■ What the exercise asks: The response should contain only those lines of the entries below that include the string "backpack".

■ Given records:

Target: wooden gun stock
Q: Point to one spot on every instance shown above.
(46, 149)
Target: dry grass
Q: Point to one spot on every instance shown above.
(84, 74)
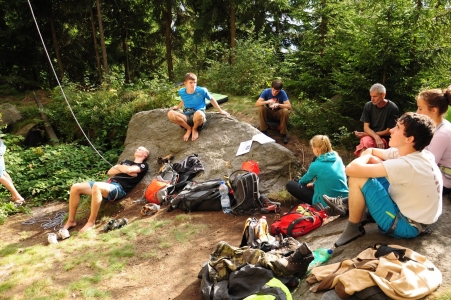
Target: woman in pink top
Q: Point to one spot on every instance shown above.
(434, 103)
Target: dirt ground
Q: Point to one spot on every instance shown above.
(173, 275)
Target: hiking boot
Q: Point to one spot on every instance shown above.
(285, 138)
(296, 264)
(337, 204)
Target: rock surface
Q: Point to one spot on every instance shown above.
(216, 146)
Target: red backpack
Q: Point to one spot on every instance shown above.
(299, 220)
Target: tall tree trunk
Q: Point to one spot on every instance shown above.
(94, 37)
(168, 33)
(102, 38)
(125, 49)
(56, 47)
(232, 32)
(323, 27)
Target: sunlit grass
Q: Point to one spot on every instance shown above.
(87, 260)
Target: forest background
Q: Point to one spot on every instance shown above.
(115, 58)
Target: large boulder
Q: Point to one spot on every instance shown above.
(216, 146)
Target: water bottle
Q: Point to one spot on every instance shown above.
(225, 200)
(262, 230)
(321, 255)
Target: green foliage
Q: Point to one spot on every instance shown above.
(46, 173)
(251, 71)
(314, 117)
(104, 114)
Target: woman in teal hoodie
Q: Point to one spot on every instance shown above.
(325, 176)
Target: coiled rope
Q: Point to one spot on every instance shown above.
(47, 222)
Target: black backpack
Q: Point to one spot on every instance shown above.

■ Solution to this exercise:
Target: red backpack
Target: black backpack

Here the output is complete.